## YOUR TASK
Once the images are set aside, return every entry exactly.

## INFORMATION
-----

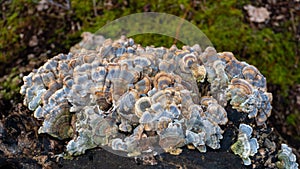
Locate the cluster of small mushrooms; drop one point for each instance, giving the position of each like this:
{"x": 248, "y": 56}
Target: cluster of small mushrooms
{"x": 145, "y": 100}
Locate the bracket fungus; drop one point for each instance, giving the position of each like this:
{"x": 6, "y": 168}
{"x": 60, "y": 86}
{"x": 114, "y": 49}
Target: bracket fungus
{"x": 286, "y": 158}
{"x": 245, "y": 145}
{"x": 92, "y": 96}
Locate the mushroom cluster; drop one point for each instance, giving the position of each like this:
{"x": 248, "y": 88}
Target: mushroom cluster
{"x": 142, "y": 100}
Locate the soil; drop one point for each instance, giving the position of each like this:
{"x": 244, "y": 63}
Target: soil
{"x": 22, "y": 147}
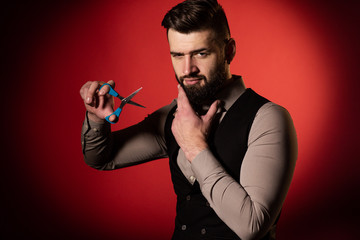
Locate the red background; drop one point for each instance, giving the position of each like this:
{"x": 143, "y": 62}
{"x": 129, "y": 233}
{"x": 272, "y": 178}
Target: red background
{"x": 301, "y": 54}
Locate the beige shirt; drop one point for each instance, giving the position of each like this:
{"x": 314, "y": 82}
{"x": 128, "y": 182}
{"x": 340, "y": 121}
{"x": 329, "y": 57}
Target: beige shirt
{"x": 249, "y": 205}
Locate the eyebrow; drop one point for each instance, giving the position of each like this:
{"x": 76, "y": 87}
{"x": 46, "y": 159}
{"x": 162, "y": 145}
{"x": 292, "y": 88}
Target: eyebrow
{"x": 192, "y": 52}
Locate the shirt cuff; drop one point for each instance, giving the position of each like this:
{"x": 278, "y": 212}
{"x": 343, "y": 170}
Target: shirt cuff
{"x": 206, "y": 168}
{"x": 91, "y": 132}
{"x": 91, "y": 128}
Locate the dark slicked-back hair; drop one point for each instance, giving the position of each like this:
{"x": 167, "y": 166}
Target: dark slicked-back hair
{"x": 196, "y": 15}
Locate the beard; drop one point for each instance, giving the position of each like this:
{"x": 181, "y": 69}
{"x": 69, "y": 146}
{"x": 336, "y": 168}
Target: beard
{"x": 200, "y": 96}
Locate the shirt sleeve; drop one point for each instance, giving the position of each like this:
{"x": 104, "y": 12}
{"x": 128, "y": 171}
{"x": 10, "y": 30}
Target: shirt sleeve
{"x": 106, "y": 150}
{"x": 251, "y": 207}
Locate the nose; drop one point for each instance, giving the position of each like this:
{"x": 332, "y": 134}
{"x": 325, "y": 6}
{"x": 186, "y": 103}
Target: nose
{"x": 190, "y": 66}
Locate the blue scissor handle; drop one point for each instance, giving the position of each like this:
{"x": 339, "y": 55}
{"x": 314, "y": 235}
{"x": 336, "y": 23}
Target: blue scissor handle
{"x": 116, "y": 113}
{"x": 112, "y": 92}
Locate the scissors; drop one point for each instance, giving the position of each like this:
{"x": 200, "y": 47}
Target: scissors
{"x": 124, "y": 101}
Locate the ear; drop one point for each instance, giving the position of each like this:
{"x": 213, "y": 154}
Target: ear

-----

## COMPLETED TASK
Locate the cluster of small mushrooms; drop one point for each instance, giving the position of each like this:
{"x": 248, "y": 56}
Target: cluster of small mushrooms
{"x": 145, "y": 100}
Locate the bracket fungus; drop one point for each instance, giving the position of each like this:
{"x": 6, "y": 168}
{"x": 60, "y": 86}
{"x": 114, "y": 49}
Target: bracket fungus
{"x": 286, "y": 158}
{"x": 245, "y": 145}
{"x": 92, "y": 96}
Locate the mushroom cluster; drop one point for each instance, giving the position of each like this:
{"x": 248, "y": 88}
Target: mushroom cluster
{"x": 142, "y": 100}
Locate the soil; drop one point for each instance, giving the position of each like this:
{"x": 244, "y": 63}
Target: soil
{"x": 22, "y": 147}
Locate the red background; drop one point for each instance, giving the position of each like this:
{"x": 143, "y": 62}
{"x": 129, "y": 233}
{"x": 272, "y": 178}
Target: red background
{"x": 301, "y": 54}
Locate the beige shirt; drop one point for each instance, giving the position of each like this:
{"x": 314, "y": 82}
{"x": 128, "y": 182}
{"x": 340, "y": 121}
{"x": 329, "y": 57}
Target: beige shirt
{"x": 249, "y": 205}
Locate the eyebrow; drop one point for each instance, giving the position of each like this:
{"x": 76, "y": 87}
{"x": 46, "y": 159}
{"x": 162, "y": 145}
{"x": 292, "y": 88}
Target: eyebrow
{"x": 192, "y": 52}
Locate the shirt cuff; drop one point for each instance, giving the position of each like this:
{"x": 278, "y": 212}
{"x": 343, "y": 170}
Target: shirt cuff
{"x": 206, "y": 168}
{"x": 91, "y": 132}
{"x": 91, "y": 128}
Locate the dark slicked-back hair; drop one point for each instance, giving the position of each like this:
{"x": 167, "y": 166}
Target: dark slicked-back hair
{"x": 196, "y": 15}
Locate the beard; drop one point for each instance, giving the position of each like this:
{"x": 181, "y": 69}
{"x": 69, "y": 146}
{"x": 336, "y": 168}
Target: beard
{"x": 200, "y": 96}
Locate the shirt sleeve; drop one point for each instance, giving the position of each like this:
{"x": 104, "y": 12}
{"x": 128, "y": 171}
{"x": 10, "y": 30}
Target: shirt sleeve
{"x": 106, "y": 150}
{"x": 251, "y": 207}
Locate the nose; drop one point for each instance, giving the position of each like this:
{"x": 332, "y": 134}
{"x": 325, "y": 6}
{"x": 186, "y": 103}
Target: nose
{"x": 190, "y": 66}
Locate the blue scissor handle; drop one point for each instance, giving the position of each like this:
{"x": 339, "y": 55}
{"x": 314, "y": 235}
{"x": 336, "y": 23}
Target: blue scissor handle
{"x": 116, "y": 113}
{"x": 112, "y": 92}
Locate the scissors; drop one point for each instance, giving the position of each like this:
{"x": 200, "y": 47}
Target: scissors
{"x": 124, "y": 101}
Locate the ear; drop one point for each instance, giving the position of each like this:
{"x": 213, "y": 154}
Target: ear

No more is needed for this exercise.